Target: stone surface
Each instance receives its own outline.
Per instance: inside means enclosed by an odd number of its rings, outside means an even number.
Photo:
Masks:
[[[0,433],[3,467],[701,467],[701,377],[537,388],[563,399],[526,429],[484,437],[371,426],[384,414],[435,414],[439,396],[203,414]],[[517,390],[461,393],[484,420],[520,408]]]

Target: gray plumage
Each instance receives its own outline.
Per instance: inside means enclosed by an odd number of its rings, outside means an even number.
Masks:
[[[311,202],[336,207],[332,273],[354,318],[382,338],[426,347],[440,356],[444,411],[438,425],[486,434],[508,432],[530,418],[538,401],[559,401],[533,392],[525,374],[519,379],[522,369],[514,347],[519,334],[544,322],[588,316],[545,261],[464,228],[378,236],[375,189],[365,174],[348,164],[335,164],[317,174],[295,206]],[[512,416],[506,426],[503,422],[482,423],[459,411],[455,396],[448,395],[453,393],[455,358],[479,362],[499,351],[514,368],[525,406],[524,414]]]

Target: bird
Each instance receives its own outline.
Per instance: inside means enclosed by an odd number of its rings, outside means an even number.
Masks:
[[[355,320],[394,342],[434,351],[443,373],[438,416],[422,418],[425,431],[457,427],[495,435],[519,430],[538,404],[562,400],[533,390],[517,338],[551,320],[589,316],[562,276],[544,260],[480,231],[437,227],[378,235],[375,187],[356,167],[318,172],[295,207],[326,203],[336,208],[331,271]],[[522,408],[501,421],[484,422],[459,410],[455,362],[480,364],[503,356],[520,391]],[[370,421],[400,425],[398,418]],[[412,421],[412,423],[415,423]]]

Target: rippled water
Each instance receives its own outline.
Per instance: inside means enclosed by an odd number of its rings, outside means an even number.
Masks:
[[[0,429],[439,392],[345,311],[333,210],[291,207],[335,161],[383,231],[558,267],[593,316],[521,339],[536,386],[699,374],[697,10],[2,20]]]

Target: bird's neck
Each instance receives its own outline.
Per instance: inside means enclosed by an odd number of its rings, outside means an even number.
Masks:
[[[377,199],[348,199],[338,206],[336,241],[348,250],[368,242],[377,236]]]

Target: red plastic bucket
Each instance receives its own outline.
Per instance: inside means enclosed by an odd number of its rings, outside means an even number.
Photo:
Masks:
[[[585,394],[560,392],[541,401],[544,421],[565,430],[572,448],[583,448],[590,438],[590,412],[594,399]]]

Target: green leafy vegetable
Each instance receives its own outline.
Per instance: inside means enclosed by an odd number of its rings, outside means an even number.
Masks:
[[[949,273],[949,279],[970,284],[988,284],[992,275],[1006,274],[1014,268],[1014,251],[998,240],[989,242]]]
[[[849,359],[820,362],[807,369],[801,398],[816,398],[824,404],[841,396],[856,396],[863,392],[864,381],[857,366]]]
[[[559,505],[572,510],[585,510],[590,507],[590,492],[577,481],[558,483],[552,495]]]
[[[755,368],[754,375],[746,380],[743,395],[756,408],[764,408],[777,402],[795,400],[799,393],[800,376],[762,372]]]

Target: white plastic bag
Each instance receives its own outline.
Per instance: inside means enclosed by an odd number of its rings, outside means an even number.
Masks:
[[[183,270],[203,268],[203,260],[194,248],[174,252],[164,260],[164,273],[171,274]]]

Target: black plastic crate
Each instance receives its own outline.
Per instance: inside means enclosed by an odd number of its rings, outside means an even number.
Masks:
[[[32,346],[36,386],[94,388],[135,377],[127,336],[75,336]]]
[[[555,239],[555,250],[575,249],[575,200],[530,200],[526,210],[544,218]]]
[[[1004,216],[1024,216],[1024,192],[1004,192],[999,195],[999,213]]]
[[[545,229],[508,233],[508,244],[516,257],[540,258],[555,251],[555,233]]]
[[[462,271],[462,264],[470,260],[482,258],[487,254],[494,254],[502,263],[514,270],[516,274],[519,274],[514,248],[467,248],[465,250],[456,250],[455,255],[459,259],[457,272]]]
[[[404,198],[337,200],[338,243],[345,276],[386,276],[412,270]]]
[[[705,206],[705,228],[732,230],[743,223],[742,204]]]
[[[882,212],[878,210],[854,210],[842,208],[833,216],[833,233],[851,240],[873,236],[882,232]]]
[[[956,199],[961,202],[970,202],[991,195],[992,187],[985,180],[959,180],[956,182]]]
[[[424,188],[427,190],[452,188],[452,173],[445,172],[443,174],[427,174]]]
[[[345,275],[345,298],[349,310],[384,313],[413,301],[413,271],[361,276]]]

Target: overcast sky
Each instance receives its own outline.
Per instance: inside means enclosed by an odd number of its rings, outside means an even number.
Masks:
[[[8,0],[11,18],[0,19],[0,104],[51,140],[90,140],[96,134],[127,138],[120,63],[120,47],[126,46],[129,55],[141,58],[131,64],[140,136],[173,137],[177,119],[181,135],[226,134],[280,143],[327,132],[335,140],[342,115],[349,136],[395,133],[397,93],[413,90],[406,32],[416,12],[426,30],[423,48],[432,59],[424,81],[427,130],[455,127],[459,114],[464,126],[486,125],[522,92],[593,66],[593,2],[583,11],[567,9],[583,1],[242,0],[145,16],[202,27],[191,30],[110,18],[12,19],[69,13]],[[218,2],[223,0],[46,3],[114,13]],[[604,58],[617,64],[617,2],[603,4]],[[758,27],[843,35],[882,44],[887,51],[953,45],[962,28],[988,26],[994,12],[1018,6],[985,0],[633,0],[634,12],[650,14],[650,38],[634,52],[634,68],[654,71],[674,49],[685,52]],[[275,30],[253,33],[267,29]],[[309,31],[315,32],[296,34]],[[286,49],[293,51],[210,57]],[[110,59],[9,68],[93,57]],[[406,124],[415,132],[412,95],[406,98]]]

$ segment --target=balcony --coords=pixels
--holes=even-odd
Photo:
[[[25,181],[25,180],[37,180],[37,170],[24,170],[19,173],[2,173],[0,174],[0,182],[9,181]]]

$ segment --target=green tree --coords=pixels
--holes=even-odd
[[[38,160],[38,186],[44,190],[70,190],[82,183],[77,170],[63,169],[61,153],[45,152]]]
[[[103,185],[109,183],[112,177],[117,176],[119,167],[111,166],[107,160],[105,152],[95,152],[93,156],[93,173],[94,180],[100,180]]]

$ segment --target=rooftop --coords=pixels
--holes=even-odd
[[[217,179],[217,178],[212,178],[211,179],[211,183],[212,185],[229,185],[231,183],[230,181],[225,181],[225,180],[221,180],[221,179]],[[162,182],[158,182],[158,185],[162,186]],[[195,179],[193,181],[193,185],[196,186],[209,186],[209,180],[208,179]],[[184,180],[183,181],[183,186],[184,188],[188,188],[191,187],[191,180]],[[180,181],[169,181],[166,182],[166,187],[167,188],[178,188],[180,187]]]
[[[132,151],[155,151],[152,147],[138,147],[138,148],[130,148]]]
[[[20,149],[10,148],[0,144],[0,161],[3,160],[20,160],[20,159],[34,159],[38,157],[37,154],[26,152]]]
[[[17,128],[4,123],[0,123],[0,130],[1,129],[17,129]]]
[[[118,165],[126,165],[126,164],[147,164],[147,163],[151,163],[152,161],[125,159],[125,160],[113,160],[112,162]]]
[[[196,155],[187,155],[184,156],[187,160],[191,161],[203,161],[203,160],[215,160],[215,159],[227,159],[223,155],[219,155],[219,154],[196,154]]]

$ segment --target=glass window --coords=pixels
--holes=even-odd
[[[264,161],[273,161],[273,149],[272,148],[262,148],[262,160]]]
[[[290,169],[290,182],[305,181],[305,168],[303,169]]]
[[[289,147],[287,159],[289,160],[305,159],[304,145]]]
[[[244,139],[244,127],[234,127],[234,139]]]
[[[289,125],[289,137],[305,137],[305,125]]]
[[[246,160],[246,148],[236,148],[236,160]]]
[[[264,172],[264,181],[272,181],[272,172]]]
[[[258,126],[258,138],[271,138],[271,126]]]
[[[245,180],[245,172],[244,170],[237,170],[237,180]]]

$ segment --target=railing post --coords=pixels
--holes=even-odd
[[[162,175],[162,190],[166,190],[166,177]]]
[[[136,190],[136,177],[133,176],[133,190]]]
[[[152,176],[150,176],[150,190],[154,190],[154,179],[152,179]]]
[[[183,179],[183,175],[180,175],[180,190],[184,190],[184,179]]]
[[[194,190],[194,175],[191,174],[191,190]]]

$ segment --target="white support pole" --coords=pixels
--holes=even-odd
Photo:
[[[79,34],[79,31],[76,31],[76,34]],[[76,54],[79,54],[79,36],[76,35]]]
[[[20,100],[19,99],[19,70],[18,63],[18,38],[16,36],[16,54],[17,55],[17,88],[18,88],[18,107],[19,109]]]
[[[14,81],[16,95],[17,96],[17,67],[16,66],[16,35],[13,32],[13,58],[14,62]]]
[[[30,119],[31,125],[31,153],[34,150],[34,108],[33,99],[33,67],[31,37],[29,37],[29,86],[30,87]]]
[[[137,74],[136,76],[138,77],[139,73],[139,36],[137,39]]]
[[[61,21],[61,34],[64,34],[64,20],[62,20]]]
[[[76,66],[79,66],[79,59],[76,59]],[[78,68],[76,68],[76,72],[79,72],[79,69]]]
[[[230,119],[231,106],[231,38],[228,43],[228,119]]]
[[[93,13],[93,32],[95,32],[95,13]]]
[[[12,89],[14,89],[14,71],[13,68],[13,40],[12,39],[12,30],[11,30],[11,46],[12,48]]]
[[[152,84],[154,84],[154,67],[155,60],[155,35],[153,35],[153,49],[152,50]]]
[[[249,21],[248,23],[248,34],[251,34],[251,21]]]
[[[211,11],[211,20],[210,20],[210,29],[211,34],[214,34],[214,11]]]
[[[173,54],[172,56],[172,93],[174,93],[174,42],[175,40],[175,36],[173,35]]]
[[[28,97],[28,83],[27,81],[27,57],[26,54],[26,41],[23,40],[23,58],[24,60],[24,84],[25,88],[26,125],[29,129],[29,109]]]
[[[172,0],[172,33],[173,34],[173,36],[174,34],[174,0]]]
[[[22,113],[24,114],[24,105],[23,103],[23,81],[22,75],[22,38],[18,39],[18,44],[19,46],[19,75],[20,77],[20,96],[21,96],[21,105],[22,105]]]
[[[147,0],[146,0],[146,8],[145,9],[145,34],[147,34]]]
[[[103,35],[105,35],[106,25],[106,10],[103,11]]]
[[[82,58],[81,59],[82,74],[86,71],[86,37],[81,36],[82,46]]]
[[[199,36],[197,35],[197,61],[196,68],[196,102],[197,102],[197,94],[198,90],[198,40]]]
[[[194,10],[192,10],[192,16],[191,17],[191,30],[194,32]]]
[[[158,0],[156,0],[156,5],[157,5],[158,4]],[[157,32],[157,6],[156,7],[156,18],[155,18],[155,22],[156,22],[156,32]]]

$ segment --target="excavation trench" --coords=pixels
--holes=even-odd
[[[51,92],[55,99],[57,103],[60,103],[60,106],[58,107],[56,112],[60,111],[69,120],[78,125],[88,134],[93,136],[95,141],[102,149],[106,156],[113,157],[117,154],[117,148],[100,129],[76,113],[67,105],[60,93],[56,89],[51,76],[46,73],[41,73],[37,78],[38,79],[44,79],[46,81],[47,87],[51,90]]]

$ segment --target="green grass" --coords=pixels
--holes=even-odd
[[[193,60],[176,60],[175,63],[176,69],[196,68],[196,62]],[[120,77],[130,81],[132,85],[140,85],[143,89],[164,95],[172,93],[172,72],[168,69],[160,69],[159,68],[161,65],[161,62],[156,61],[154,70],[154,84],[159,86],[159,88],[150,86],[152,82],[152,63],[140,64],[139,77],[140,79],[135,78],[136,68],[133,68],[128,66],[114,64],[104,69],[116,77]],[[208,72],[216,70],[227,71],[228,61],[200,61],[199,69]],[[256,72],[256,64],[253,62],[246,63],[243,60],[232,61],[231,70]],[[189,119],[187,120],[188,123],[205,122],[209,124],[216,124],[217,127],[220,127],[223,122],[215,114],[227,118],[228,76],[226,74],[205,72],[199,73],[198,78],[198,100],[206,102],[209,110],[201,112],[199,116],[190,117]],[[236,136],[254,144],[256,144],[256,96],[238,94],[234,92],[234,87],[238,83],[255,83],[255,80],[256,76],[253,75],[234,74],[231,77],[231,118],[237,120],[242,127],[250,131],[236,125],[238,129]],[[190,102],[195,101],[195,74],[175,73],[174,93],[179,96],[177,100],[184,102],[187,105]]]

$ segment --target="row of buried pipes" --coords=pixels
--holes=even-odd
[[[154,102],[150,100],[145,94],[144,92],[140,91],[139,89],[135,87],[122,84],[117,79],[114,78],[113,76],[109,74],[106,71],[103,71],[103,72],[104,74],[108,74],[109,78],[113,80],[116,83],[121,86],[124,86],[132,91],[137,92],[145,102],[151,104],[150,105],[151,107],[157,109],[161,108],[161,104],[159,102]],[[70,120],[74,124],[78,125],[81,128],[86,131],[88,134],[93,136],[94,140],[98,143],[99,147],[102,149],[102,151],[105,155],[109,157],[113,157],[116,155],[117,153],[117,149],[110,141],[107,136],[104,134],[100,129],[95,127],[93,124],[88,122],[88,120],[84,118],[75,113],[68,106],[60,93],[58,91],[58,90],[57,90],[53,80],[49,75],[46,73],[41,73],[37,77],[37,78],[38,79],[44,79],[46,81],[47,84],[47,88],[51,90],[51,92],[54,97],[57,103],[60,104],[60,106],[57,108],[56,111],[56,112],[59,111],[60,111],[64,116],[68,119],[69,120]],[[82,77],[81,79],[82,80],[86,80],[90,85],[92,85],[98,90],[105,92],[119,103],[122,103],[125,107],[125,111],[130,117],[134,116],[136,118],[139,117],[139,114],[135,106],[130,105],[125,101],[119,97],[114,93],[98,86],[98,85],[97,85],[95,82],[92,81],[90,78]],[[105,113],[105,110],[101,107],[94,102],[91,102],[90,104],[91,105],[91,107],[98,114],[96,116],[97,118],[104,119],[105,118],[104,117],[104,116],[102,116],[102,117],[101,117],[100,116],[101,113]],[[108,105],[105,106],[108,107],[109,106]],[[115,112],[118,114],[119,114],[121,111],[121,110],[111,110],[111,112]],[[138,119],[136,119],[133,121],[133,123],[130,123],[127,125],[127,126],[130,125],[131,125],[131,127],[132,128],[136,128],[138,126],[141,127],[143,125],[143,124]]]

● Set problem
Starting at the line containing "--target=glass window --coords=pixels" and ending at the line containing "[[[289,147],[287,159],[289,160],[305,159],[304,145]]]", rewrite those lines with "glass window" replaced by "window pane", leaving everything else unchanged.

● Full output
$ segment --target=window pane --coords=pixels
--holes=even-odd
[[[264,161],[273,161],[273,149],[272,148],[262,148],[262,160]]]
[[[290,169],[290,182],[305,181],[305,168],[303,169]]]
[[[289,147],[287,159],[289,160],[305,159],[304,145]]]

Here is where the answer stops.